## Short problem
Find each line in the material below that contains the string "blue" and copy those lines out. Case counts.

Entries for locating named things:
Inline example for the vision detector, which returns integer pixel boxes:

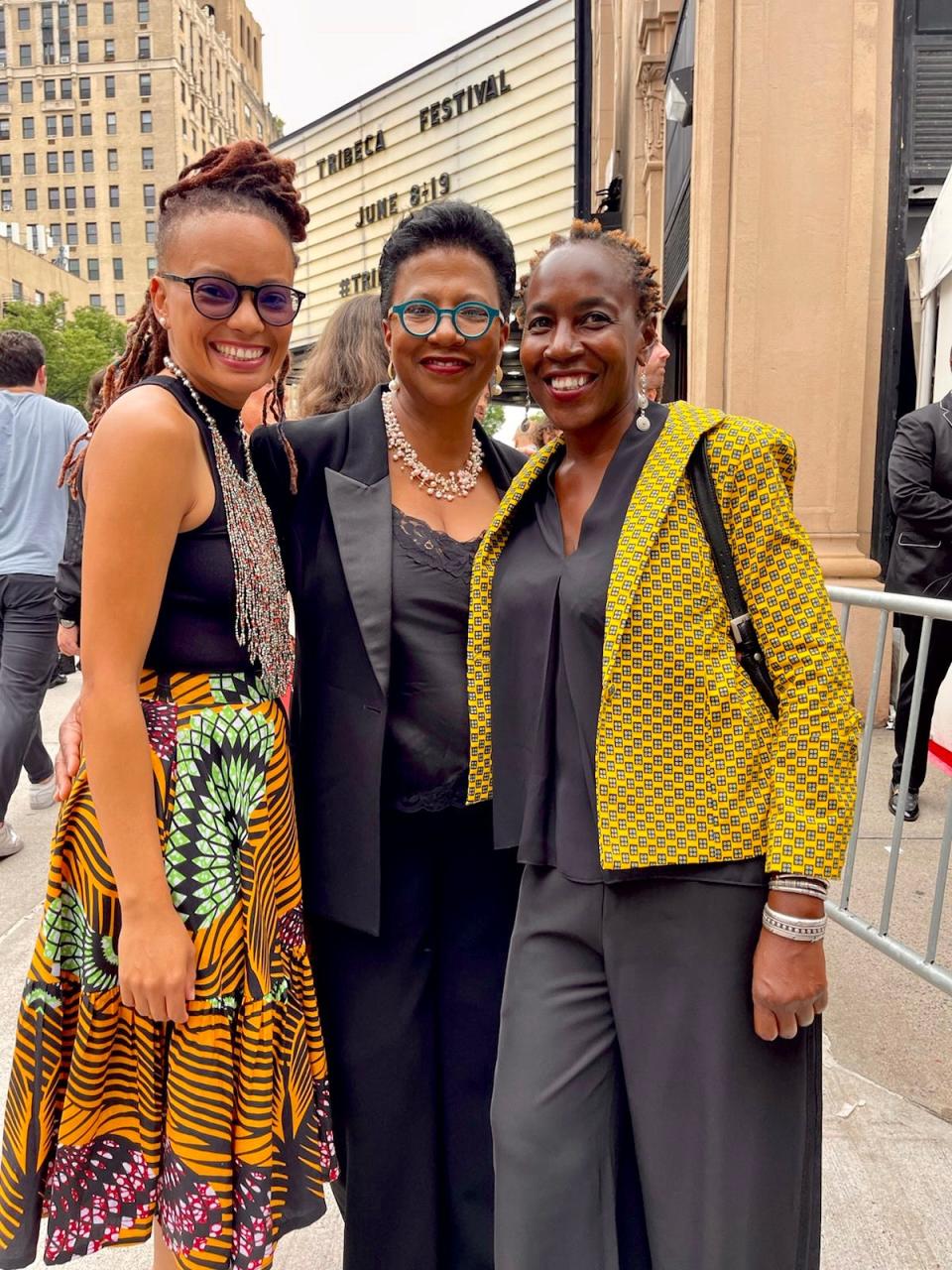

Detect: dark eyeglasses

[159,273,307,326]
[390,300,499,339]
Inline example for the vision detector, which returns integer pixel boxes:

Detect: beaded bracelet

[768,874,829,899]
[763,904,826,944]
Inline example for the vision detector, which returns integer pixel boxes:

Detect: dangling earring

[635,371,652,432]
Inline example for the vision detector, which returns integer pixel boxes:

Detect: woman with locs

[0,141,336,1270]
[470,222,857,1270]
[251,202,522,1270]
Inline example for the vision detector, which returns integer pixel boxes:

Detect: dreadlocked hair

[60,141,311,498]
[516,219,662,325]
---
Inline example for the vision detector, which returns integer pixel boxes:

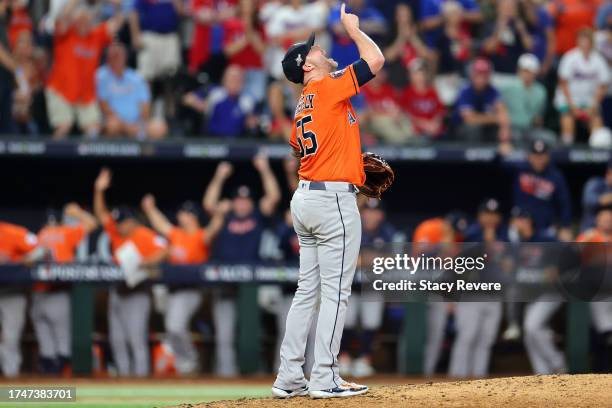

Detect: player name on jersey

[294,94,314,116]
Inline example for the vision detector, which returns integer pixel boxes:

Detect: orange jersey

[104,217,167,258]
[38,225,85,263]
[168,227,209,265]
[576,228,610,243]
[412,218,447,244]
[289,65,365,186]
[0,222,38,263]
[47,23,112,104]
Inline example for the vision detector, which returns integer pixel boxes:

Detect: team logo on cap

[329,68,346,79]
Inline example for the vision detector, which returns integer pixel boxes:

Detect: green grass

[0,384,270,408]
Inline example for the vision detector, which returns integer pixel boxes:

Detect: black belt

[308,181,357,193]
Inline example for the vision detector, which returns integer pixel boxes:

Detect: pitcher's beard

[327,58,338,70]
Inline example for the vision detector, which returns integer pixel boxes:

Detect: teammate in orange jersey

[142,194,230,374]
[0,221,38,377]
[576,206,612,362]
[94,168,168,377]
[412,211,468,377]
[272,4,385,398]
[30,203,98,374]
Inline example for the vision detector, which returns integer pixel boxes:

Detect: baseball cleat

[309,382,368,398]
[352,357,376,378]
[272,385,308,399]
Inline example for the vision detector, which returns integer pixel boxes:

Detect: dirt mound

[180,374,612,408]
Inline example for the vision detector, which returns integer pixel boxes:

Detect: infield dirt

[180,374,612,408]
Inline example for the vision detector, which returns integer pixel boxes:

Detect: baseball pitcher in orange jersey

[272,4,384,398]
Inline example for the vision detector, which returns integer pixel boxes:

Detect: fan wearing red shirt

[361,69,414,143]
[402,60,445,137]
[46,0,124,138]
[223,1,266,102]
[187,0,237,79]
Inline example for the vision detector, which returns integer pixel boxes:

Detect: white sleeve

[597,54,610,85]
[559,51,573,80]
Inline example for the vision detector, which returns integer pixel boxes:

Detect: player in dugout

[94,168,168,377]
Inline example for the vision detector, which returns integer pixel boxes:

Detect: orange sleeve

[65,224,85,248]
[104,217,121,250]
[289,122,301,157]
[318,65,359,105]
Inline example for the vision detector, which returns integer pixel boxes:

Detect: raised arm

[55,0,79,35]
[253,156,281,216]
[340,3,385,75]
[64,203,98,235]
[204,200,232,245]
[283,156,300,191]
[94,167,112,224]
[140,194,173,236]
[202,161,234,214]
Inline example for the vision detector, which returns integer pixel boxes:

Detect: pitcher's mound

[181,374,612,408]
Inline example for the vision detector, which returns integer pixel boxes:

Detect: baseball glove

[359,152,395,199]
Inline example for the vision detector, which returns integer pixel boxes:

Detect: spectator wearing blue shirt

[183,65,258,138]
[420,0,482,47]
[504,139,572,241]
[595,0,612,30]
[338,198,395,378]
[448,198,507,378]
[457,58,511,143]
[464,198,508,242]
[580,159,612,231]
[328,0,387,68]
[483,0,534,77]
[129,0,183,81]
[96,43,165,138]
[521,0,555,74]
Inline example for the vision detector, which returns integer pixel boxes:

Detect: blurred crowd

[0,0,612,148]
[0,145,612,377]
* * *
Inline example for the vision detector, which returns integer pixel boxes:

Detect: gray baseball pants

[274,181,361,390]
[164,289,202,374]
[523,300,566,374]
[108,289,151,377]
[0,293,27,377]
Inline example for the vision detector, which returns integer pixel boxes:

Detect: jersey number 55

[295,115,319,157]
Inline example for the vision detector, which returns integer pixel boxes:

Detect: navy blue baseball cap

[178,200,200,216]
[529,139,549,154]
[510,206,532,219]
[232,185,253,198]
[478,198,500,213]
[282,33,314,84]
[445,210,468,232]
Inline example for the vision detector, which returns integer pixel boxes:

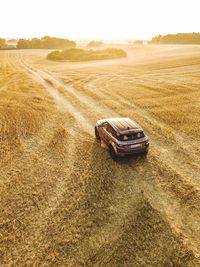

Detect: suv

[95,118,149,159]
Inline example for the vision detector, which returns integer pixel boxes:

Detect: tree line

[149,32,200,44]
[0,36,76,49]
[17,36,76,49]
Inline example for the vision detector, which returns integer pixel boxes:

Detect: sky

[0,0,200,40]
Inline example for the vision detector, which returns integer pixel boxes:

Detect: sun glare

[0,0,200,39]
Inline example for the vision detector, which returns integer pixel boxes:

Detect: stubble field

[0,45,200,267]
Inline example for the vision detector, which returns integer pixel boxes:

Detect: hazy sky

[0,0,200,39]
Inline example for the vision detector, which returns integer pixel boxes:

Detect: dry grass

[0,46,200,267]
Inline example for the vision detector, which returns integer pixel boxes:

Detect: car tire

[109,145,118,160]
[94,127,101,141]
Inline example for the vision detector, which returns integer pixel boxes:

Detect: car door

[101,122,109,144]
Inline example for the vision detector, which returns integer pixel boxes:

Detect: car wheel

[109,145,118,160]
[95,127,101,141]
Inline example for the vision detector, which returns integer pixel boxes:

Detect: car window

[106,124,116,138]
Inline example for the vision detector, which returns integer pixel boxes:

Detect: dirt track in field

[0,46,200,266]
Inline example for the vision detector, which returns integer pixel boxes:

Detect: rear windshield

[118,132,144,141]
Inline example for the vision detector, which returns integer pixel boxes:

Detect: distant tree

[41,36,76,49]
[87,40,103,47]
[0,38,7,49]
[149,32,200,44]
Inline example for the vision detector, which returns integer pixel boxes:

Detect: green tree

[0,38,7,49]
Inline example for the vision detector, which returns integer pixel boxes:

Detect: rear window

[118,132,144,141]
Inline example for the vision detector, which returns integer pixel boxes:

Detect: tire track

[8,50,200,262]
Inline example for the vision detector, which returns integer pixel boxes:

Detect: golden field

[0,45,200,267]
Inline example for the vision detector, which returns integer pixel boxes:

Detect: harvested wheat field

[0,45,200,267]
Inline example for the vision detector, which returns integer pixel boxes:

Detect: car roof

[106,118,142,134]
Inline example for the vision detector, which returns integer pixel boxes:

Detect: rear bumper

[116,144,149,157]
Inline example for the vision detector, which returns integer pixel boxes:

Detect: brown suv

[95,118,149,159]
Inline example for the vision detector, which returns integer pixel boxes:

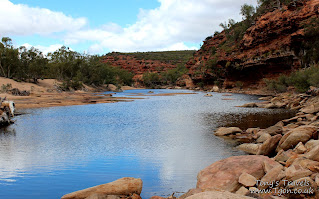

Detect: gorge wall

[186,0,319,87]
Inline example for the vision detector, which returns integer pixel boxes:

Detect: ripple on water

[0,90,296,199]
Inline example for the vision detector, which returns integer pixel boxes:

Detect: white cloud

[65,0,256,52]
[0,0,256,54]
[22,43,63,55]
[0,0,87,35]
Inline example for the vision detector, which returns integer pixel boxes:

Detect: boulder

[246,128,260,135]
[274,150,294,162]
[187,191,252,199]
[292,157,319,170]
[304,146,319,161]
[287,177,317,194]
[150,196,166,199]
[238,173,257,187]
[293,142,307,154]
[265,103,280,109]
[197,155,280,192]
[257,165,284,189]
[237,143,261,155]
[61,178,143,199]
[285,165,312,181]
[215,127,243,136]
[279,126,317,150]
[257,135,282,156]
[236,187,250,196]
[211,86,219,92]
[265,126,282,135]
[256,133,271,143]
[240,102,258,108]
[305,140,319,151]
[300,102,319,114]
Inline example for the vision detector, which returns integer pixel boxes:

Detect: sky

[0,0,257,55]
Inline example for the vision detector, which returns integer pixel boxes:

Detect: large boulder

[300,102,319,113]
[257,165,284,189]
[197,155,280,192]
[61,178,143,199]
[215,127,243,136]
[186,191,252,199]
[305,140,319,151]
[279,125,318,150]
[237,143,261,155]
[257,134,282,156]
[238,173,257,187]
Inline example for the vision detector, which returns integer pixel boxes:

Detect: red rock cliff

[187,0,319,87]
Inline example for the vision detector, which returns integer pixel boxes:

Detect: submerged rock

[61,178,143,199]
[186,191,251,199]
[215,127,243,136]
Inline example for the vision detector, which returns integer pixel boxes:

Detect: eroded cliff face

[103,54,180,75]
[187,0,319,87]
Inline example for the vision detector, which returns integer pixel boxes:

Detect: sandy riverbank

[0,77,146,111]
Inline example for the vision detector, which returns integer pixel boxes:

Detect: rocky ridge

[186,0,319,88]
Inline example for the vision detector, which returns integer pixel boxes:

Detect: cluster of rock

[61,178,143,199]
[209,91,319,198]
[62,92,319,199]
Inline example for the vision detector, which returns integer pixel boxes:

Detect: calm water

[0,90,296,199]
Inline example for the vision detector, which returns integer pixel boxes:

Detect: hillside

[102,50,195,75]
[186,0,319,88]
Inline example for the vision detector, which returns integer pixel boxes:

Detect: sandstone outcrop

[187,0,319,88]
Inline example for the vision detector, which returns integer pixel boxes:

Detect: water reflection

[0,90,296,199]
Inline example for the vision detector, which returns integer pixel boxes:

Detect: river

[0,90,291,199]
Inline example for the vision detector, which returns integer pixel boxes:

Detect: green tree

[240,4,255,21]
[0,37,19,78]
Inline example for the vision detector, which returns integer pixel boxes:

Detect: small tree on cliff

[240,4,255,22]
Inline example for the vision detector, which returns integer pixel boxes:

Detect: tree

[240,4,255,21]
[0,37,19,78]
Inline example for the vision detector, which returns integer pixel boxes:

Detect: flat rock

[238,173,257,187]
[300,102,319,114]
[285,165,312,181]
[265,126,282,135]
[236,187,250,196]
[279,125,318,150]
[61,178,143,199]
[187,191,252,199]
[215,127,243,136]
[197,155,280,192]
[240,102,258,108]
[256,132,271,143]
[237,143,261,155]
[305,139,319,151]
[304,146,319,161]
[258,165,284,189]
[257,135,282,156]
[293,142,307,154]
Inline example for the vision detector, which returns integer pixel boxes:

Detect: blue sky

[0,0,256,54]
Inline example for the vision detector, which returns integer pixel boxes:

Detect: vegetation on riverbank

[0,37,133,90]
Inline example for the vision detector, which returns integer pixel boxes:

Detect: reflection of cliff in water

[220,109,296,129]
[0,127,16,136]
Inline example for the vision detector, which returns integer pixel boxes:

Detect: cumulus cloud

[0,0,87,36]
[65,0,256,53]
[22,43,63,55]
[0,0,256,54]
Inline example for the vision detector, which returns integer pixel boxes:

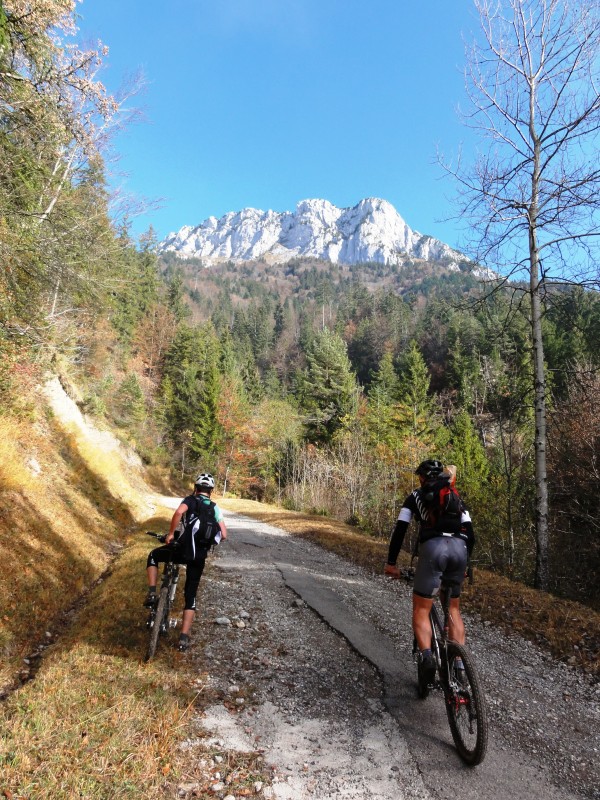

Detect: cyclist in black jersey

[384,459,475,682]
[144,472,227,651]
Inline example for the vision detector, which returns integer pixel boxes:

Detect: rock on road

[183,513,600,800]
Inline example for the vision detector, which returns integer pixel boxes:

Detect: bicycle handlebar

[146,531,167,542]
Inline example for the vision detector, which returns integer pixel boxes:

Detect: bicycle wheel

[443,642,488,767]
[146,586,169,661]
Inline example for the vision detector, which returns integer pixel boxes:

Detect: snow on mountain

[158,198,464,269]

## In response
Detect: spectator wearing blue shirt
Detect: navy blue baseball cap
Detect: blue sky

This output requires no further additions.